» **What the task asks**:
Extract every line of the material that holds the string "window".

Supplied records START

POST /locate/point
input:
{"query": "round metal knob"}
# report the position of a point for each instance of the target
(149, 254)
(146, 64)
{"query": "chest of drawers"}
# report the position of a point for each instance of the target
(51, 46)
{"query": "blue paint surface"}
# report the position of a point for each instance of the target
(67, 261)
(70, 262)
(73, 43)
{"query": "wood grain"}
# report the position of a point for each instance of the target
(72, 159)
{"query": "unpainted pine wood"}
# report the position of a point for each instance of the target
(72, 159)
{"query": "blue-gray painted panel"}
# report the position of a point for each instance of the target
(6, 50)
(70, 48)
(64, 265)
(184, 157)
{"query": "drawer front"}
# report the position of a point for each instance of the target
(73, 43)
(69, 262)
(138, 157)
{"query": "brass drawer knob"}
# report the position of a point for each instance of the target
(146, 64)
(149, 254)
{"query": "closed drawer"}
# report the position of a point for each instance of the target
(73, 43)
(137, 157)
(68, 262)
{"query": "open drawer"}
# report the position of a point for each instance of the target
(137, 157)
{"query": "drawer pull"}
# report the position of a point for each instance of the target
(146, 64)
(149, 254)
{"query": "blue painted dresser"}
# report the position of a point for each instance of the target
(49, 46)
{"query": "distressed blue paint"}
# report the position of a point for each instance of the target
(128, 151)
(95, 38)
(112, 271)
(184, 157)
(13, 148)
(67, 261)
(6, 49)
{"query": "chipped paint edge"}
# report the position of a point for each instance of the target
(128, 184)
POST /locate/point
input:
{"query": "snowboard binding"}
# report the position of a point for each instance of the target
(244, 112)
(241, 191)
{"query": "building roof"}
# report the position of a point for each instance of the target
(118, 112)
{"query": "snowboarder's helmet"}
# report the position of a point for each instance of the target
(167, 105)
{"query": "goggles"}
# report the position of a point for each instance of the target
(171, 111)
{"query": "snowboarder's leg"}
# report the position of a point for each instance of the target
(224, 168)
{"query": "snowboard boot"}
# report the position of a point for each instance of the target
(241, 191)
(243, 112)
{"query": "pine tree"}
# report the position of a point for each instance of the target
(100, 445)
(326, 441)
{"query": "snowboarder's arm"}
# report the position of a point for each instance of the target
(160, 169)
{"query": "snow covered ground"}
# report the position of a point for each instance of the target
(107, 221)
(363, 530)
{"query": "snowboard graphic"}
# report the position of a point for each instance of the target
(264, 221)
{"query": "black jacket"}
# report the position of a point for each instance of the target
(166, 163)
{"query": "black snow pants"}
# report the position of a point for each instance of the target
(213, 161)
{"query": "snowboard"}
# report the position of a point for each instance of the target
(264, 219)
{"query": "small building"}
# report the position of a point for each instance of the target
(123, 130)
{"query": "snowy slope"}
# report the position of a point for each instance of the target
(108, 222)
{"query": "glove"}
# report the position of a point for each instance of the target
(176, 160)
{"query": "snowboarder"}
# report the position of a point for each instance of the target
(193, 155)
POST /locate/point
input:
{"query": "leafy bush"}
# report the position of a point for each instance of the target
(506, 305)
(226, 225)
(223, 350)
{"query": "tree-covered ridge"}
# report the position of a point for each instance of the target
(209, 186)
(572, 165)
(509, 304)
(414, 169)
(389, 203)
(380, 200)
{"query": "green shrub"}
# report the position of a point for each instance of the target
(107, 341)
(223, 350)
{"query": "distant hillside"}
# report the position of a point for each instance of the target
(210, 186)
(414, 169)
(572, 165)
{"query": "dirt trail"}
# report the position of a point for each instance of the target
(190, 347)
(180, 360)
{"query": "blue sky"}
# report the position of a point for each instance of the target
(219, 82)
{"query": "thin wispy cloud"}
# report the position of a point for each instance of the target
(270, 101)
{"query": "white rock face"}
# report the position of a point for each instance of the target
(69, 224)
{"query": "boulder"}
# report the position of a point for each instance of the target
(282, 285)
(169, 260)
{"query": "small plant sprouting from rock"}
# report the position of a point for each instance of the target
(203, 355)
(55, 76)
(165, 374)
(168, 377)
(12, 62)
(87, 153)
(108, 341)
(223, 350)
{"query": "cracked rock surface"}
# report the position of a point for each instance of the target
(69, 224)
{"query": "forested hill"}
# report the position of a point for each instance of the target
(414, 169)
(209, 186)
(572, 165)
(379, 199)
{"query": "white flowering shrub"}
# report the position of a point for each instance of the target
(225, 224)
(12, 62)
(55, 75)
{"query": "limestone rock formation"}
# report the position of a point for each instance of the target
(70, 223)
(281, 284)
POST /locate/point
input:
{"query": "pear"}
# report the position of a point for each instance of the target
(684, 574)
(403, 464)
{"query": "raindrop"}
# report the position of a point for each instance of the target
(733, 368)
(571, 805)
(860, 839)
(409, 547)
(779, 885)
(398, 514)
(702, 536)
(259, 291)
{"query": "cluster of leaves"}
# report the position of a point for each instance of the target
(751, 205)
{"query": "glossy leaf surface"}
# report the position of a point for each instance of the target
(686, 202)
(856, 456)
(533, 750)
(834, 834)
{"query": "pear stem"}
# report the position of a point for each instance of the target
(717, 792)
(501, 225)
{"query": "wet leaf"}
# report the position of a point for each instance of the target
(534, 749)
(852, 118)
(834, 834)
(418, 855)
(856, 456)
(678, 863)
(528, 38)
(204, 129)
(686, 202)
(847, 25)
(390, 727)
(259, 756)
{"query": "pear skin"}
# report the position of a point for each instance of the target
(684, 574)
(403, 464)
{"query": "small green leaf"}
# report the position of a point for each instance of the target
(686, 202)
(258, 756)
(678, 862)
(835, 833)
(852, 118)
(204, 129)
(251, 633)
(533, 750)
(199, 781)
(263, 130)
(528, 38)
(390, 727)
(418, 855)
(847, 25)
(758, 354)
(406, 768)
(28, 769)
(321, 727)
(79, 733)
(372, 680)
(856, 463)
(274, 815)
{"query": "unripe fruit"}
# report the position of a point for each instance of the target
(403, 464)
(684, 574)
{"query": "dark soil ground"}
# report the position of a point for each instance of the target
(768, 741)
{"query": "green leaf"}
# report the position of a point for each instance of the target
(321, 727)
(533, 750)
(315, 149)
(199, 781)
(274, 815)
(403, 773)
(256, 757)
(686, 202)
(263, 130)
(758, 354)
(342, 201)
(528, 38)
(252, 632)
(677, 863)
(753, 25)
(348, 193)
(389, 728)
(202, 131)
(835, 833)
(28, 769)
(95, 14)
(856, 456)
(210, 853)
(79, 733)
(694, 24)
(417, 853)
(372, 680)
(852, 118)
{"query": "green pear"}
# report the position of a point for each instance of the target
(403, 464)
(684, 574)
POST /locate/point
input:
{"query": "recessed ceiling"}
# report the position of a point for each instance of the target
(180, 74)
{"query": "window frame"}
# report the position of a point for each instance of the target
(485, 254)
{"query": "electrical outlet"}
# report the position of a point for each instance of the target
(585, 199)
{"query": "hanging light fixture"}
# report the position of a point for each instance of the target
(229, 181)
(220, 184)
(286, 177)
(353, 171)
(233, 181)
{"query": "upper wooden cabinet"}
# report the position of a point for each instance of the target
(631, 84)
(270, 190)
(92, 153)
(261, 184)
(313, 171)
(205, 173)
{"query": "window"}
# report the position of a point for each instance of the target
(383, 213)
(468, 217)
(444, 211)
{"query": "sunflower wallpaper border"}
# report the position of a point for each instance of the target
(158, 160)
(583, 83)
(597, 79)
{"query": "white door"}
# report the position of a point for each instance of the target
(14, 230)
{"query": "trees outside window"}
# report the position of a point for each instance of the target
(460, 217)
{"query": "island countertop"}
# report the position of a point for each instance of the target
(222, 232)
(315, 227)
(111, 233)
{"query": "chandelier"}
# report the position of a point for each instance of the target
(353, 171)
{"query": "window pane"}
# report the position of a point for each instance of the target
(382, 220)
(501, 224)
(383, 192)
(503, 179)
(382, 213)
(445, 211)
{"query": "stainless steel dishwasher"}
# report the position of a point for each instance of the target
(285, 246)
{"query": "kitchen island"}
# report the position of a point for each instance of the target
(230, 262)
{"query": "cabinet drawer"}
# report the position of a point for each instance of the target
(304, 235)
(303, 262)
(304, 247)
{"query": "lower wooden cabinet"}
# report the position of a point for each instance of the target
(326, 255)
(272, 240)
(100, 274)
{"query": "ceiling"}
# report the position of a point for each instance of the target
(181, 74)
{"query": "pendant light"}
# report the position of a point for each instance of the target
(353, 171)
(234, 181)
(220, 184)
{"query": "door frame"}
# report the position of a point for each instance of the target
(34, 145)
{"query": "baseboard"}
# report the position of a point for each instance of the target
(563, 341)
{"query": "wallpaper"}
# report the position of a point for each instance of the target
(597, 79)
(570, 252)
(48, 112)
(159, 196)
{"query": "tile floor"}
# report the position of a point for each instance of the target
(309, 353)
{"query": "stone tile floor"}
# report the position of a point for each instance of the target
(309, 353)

Supplied records END

» **Response to this task**:
{"query": "window frame"}
{"query": "window"}
{"query": "trees outside window"}
{"query": "window pane"}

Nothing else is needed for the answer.